What to do =
Only the lines from the start of the entries through the line with "x=363, y=398" are wanted; please output them exactly.

[Exercise inputs — start]

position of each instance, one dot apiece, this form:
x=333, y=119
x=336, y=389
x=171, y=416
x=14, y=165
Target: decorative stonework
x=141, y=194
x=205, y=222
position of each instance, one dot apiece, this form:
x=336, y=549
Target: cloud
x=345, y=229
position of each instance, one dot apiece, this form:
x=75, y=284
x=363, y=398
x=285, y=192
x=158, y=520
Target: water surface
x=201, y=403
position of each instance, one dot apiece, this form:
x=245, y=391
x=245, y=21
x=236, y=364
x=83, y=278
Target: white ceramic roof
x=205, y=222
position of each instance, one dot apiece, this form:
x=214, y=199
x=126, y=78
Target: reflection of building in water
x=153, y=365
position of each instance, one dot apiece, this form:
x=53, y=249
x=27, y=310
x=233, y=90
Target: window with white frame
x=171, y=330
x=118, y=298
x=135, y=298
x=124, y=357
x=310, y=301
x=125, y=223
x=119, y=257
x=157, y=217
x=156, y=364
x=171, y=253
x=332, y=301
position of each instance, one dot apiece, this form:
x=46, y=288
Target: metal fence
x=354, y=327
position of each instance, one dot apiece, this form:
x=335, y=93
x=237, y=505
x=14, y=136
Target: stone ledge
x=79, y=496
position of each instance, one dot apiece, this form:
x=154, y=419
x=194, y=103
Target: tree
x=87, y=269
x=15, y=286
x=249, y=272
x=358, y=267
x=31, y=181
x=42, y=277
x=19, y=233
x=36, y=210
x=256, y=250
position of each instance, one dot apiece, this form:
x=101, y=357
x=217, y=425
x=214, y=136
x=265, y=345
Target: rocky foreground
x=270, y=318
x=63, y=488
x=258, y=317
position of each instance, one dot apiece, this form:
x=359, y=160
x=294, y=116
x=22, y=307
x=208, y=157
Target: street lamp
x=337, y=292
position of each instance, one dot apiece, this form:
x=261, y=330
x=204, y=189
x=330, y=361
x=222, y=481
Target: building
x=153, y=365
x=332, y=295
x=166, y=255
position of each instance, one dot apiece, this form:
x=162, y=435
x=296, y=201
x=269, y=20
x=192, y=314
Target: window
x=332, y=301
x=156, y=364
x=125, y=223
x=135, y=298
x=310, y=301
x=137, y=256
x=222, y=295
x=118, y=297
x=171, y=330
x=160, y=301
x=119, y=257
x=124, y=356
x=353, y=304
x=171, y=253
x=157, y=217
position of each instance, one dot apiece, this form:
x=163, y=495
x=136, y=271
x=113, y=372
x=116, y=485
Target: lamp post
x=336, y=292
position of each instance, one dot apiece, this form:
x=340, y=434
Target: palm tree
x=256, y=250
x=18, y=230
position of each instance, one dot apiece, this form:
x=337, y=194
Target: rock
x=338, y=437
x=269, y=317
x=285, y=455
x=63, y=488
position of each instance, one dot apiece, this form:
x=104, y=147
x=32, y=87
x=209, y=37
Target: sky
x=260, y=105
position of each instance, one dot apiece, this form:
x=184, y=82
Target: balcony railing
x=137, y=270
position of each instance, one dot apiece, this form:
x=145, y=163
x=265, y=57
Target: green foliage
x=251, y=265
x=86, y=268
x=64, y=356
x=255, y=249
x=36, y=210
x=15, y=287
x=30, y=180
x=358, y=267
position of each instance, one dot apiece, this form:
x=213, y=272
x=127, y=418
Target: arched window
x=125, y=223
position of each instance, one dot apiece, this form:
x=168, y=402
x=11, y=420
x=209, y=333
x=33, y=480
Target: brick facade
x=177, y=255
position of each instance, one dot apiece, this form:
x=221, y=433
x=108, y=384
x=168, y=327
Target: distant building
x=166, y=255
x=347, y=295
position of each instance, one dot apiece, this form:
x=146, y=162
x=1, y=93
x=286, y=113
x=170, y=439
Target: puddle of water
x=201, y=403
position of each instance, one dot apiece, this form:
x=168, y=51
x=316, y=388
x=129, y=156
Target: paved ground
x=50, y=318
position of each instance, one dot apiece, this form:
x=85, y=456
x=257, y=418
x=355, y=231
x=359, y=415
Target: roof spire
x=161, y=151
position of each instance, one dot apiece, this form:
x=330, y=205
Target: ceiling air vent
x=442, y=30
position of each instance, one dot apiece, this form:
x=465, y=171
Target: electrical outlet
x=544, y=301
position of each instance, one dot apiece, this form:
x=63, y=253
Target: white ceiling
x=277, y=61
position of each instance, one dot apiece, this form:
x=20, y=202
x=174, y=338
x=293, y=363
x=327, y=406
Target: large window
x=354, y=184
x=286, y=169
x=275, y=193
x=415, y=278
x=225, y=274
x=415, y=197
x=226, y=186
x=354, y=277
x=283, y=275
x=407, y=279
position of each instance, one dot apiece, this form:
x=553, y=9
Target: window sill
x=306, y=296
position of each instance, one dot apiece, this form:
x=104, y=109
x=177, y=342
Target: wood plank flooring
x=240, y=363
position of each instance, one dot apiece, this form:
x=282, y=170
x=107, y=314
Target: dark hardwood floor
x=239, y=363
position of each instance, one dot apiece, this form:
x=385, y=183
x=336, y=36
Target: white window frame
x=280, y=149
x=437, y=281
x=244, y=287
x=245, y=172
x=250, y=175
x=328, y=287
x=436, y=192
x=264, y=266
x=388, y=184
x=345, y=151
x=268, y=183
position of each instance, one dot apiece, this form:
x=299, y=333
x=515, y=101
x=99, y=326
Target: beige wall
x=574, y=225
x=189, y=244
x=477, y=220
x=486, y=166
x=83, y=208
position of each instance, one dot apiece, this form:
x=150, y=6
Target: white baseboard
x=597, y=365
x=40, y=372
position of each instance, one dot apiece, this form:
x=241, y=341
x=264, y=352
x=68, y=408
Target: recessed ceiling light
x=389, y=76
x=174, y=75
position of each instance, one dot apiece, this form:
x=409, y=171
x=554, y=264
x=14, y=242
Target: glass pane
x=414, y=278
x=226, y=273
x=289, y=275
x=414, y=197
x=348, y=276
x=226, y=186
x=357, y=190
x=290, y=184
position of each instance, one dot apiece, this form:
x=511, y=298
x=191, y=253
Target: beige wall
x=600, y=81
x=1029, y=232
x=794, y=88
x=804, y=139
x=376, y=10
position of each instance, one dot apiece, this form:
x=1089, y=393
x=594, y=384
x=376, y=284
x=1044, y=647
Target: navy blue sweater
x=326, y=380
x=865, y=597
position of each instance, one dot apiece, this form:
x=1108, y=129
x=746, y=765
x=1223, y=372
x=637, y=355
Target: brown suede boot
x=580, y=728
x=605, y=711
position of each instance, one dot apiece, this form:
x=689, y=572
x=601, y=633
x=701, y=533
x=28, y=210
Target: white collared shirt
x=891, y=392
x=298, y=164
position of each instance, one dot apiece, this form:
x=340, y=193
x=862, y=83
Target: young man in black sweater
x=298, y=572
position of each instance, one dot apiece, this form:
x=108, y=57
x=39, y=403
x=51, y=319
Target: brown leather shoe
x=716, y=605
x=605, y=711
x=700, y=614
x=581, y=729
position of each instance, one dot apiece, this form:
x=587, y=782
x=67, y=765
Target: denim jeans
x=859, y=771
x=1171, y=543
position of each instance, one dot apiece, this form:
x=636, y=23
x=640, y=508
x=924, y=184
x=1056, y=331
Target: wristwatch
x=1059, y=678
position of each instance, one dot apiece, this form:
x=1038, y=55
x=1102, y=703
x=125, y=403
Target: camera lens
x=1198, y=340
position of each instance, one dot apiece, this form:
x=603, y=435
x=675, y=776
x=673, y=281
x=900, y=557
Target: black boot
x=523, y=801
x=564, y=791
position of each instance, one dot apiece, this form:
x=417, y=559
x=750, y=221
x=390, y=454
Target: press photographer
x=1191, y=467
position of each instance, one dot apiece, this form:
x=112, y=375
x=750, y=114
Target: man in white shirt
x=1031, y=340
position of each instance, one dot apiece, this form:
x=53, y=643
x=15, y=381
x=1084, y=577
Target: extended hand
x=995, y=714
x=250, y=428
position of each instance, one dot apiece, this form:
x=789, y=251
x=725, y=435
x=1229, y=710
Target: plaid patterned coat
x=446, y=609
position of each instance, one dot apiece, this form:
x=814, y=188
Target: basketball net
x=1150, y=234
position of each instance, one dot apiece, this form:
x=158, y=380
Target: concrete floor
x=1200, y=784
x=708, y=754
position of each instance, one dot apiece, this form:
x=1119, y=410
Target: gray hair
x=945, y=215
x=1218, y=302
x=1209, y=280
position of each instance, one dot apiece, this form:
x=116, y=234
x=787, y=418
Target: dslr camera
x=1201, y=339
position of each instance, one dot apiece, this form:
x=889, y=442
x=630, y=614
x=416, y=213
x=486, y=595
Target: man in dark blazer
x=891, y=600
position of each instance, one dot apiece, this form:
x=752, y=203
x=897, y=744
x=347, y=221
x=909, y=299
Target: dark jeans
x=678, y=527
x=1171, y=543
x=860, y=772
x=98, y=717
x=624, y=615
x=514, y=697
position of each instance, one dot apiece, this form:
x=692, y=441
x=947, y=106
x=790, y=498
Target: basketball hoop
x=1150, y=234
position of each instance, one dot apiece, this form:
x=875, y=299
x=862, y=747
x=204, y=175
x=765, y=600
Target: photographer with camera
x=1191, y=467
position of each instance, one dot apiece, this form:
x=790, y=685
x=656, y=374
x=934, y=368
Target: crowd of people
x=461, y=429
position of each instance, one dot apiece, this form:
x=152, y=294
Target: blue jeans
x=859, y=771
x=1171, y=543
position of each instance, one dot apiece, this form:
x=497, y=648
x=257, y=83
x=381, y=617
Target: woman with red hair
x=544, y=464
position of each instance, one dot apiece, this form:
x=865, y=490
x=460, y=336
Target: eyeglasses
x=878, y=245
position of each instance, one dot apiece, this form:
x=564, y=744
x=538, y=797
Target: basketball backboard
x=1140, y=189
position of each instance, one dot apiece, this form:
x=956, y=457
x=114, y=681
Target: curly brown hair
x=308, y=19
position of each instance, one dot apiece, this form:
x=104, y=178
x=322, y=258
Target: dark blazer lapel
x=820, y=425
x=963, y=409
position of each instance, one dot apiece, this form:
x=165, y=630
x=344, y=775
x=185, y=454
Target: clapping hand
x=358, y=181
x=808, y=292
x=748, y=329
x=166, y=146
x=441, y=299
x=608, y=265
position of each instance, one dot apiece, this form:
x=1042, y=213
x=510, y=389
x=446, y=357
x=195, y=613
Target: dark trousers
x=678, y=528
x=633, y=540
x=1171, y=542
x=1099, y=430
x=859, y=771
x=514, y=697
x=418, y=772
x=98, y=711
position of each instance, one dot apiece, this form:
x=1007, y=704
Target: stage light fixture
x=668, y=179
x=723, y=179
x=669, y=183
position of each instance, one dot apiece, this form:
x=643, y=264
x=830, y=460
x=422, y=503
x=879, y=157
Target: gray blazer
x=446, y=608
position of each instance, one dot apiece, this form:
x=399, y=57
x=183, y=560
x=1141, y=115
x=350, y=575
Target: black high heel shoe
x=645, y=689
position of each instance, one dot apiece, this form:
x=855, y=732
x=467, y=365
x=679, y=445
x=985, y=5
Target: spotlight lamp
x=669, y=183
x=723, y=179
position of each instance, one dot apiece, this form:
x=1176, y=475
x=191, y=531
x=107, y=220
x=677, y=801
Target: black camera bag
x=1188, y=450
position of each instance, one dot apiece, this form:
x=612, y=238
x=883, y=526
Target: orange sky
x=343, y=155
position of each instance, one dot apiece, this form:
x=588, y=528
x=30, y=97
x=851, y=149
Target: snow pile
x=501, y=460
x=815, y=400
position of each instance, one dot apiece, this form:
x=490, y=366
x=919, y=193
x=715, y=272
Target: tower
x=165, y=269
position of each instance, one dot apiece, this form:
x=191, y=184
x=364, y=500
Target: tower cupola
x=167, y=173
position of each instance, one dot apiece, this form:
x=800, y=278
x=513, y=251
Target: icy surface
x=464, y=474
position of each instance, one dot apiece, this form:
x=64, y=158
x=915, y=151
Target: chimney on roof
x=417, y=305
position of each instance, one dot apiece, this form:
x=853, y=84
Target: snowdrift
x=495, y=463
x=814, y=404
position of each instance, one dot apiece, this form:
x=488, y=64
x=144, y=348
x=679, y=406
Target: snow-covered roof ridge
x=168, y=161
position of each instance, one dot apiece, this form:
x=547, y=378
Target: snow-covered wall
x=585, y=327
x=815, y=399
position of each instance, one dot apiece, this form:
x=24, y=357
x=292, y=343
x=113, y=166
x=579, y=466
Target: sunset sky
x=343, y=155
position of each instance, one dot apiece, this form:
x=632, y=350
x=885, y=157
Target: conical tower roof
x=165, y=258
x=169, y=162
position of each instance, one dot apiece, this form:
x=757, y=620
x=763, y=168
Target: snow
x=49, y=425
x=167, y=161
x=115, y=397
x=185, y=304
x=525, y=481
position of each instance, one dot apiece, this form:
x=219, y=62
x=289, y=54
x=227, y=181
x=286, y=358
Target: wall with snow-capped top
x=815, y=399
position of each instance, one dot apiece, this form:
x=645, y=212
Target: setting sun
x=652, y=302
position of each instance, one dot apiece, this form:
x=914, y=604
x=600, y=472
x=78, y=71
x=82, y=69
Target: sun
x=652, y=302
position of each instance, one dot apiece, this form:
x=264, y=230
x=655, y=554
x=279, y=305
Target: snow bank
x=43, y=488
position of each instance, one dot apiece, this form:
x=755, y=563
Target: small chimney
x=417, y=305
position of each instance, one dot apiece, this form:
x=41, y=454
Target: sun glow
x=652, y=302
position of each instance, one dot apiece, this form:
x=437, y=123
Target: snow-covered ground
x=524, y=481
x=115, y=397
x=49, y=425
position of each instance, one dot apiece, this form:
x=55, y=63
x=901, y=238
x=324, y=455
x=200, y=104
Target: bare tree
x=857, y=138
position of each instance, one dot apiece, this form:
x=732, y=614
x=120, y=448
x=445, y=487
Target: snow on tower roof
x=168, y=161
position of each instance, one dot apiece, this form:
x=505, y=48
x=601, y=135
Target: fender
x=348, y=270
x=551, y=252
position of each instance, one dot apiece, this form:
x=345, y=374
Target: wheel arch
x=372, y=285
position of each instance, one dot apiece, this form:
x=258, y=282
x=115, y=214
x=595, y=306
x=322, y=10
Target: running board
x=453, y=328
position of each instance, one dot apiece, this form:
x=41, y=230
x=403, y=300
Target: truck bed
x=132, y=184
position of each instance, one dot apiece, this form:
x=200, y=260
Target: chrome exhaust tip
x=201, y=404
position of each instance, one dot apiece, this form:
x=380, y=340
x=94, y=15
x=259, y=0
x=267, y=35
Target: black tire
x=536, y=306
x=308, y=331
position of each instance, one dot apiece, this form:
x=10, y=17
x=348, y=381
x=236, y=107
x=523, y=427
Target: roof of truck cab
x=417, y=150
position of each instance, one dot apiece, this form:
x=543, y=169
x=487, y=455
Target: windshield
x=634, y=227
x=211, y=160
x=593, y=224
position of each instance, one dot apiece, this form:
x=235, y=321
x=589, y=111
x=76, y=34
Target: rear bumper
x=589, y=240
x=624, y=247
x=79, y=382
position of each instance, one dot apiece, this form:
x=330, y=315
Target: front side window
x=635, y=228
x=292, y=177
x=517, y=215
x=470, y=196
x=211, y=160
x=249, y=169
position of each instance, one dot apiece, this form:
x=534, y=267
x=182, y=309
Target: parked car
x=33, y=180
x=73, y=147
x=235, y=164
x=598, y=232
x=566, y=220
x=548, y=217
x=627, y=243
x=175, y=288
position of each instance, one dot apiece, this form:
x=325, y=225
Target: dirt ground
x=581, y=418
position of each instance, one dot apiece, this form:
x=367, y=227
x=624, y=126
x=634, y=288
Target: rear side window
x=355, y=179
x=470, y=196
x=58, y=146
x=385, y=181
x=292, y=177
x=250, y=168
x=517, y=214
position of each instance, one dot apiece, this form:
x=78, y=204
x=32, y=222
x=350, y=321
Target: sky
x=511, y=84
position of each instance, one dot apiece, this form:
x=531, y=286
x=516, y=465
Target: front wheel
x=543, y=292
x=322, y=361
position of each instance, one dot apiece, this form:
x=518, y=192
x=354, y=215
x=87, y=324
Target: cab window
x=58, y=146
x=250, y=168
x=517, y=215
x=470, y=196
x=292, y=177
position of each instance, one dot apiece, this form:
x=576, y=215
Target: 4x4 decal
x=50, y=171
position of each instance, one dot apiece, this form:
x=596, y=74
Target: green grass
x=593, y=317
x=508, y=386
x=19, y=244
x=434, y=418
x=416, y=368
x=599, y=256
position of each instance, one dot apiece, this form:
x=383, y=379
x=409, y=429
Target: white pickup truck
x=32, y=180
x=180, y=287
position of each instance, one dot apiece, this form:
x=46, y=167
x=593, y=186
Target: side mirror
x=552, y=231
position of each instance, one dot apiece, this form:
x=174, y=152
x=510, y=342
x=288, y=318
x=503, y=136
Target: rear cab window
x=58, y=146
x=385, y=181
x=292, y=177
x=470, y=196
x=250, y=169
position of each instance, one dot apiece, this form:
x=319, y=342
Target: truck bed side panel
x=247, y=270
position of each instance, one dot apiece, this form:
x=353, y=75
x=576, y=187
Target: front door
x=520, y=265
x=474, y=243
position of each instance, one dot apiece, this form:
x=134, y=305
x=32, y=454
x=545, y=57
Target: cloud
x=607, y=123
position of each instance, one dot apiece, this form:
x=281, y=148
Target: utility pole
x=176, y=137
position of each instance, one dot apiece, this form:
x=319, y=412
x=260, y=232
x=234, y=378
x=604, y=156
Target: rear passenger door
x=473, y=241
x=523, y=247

[Exercise inputs — finish]

Reply to the exercise =
position of each instance, one dot apiece, this form:
x=333, y=119
x=336, y=389
x=171, y=416
x=14, y=165
Target: decorative stonework
x=141, y=194
x=205, y=222
position of each instance, one dot apiece, this form:
x=336, y=549
Target: cloud
x=345, y=229
position of each instance, one dot apiece, this form:
x=75, y=284
x=363, y=398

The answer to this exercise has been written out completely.